▸ **Brief**
Reproduce all of the entries below line for line, word for word, and leave the picture out of your copy.

▸ **Available records**
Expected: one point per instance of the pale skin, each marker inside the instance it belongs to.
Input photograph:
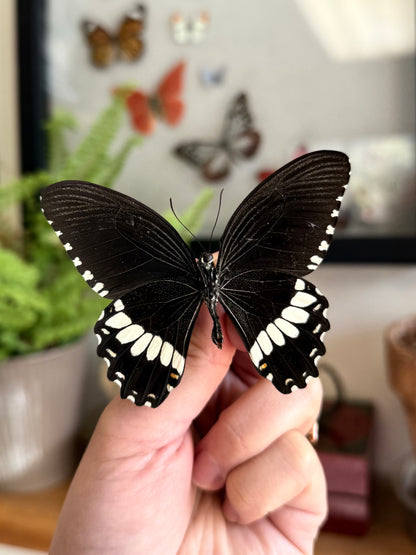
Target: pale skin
(148, 483)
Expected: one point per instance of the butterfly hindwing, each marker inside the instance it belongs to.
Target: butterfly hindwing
(281, 320)
(145, 343)
(127, 252)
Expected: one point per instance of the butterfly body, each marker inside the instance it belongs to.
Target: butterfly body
(211, 293)
(127, 252)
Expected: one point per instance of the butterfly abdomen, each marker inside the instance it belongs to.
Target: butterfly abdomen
(210, 293)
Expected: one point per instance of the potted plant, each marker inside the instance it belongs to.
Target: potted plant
(46, 308)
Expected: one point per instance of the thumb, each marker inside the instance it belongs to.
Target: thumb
(205, 367)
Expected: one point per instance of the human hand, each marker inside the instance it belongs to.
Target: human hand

▸ **The completed task**
Expected: one point per instance of the pale skin, each marker inside the instance it belongs to.
Input photograph:
Target: pale skin
(148, 483)
Expected: one point per instance of the butterfly hindwing, each marker inside the instance it belongs to.
Target: butterfly hindwing
(281, 320)
(145, 343)
(127, 252)
Expected: one point per instance of the butterfly body, each marker inside the instance it belongs to.
Target: butterfly body
(211, 293)
(127, 252)
Expected: one point per instance of the butterfly abdomen, each marker inside the instance it belongs to.
Target: butterfly abdomen
(210, 293)
Expected: one point per instance of the potted plant, each marker inside the instance it belongs to.
Target: potted plant
(46, 308)
Expected: one point per instance of the thumb, each marker inside the instance it belongs to.
Target: thumb
(205, 367)
Expected: one point per instance of the human hand, each marker inside the instance it belongs to.
Target: human hand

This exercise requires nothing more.